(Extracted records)

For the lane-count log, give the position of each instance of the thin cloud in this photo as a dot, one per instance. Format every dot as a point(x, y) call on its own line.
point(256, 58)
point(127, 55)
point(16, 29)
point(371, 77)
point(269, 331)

Aim of the task – Switch every occurrence of "dot" in the entries to "marker" and reproduce all lines with no other changes.

Task solution –
For the lane-count log, give the position of each instance of the thin cloud in this photo as a marker, one per instance. Format every marker as a point(x, y) call on its own line.
point(256, 58)
point(127, 55)
point(16, 29)
point(371, 77)
point(269, 331)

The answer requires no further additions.